I thought the prequel was better in just about every way, happily settling into being self-aware trash without winking at the camera and also without descending into camp.
It also was pretty clever in how it built off of the original and even improved it in a couple of places. For instance, I may have just skipped through it, but I don’t recall seeing any justification in Orphan for Esther’s UV-light drawings all over her room. Was it ever foreshadowed? It seemed like it was just added it as a cool visual so they could say “it’s a metaphor for the darkness that was hidden all along!” or some such. In any case, the prequel actually makes it feel like an inspired choice.
Since I went into the prequel knowing nothing about it other than “there’s a twist,” I really liked the vaguely Hitchcockian opening: build up sympathy for and connection to a protagonist, only to have her killed off quickly and unceremoniously. For me, that was the first sign that the movie was trying to do something genuinely interesting.
I loved that Fuhrman came back to play Esther, 13 years later — apparently, that wasn’t the original plan, which seems baffling to me now since I can’t imagine this movie without it — since having a much older actress playing the same part in a prequel is really only possible with Orphan‘s goofy premise. The climax of the original had a little girl wearing aging make-up to remind the audience that the character was supposed to be in her 30s. Now that the secret has been revealed, the prequel can have a young woman dressing as a little girl and maintaining that feeling of eerie not-right-ness throughout.
But obviously, the best thing about Orphan: First Kill is the twist that turns Esther into the protagonist, trying to survive in a house full of psychopaths. The movie demands that you shift allegiances constantly, more often than not rooting for the worst possible person just because you’ve got no better options. (Ironically, the one character I never felt any sympathy for or connection to was the father, even though he was the only character who remained blameless). I’d been thinking that the character of the art therapist at the beginning of the movie was included only for the shock value of her murder, but now I’m thinking that she was there to “train” the audience about what was to come: This is Esther’s movie, and don’t forget it.
---
### Study questions
[A] Give part of the Orphan prequel review again, starting at the words "I thought the" and ending after "descending into camp.", and change "trash" to "pulp".
[B] Continue the Orphan prequel review past its last sentence.
You won't need the material that comes next.

### Supplied material
---
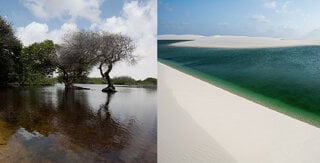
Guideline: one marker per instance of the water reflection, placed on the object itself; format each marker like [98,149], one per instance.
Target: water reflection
[51,124]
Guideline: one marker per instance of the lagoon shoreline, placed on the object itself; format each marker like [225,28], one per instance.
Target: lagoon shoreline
[237,42]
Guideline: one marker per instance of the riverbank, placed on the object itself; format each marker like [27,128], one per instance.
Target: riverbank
[241,129]
[218,41]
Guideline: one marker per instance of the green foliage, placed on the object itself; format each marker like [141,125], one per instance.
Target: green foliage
[122,80]
[152,81]
[38,63]
[10,48]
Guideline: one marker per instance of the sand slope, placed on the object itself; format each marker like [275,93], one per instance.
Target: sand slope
[247,131]
[244,42]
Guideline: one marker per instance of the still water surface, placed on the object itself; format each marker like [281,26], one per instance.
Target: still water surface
[284,79]
[53,125]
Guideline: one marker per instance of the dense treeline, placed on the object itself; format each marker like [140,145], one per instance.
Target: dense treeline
[73,59]
[122,80]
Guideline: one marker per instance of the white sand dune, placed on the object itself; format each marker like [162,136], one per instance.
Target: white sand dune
[244,42]
[179,37]
[239,130]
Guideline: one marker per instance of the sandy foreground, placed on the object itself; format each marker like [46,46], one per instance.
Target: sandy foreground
[199,122]
[243,42]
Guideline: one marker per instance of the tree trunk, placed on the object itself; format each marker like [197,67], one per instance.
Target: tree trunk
[106,76]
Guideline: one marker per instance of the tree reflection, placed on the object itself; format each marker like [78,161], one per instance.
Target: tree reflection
[87,128]
[70,116]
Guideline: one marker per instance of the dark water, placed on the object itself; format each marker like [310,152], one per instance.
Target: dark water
[53,125]
[285,79]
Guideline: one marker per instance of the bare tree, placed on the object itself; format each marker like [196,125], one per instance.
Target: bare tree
[76,55]
[113,48]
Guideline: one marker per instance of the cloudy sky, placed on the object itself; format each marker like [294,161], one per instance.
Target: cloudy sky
[272,18]
[38,20]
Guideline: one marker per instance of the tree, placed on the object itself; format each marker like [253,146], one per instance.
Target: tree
[38,61]
[10,48]
[75,56]
[113,48]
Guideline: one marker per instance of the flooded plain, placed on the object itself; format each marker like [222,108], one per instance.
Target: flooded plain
[53,125]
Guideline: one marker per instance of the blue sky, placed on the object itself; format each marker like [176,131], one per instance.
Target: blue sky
[39,20]
[271,18]
[19,15]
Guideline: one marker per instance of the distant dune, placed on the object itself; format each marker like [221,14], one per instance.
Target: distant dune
[179,37]
[218,41]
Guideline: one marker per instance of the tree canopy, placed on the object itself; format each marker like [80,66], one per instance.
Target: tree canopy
[10,48]
[78,53]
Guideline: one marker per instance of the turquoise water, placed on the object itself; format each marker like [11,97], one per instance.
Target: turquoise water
[284,79]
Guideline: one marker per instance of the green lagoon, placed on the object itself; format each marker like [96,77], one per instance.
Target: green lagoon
[284,79]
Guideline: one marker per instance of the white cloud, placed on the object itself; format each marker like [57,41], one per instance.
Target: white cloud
[138,21]
[279,7]
[46,9]
[36,32]
[260,18]
[271,5]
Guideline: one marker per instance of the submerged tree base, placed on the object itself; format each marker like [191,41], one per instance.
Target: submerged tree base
[109,89]
[76,88]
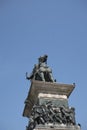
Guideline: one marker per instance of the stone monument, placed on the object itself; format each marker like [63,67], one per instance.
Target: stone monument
[46,105]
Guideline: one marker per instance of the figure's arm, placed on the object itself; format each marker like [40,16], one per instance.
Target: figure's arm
[29,77]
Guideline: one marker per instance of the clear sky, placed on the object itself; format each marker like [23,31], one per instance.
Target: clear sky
[29,29]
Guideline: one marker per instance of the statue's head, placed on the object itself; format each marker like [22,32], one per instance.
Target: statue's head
[42,59]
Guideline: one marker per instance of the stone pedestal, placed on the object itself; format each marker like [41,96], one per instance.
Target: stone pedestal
[47,107]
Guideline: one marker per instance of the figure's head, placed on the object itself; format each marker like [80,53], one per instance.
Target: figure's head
[42,59]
---
### Responses per task
[A]
I thought the prequel was better in just about every way, happily settling into being self-aware pulp without winking at the camera and also without descending into camp.

[B]
The movie struck me as so clever and confident because it accomplishes so much just by flipping the script. It allows all the characters to point out, openly, the absurdities of the premise, instead of having to pretend that no one realizes how nonsensical it all is. It gives retroactive motivation to most of the stuff that Esther does in the first movie, which at the time was just “creepy psychopathic girl.” And it just makes the whole movie a lot more fun, with Julia Stiles getting to dial up the nastiness, and the asshole brother seeming like he deserved everything he had coming to him.
In fact, even though Orphan: First Kill essentially becomes a black comedy in its second half, it’s pretty good at subtly suggesting a pseudo-morality that just doesn’t exist in the first one. Orphan just had Esther wounding or murdering people when it seemed like the plot needed a scene with someone in peril. I don’t think the prequel is ever crass enough to suggest real sympathy with Esther, but it does at least suggest a motivation for the things she does. The other characters feel like obstacles, instead of just victims.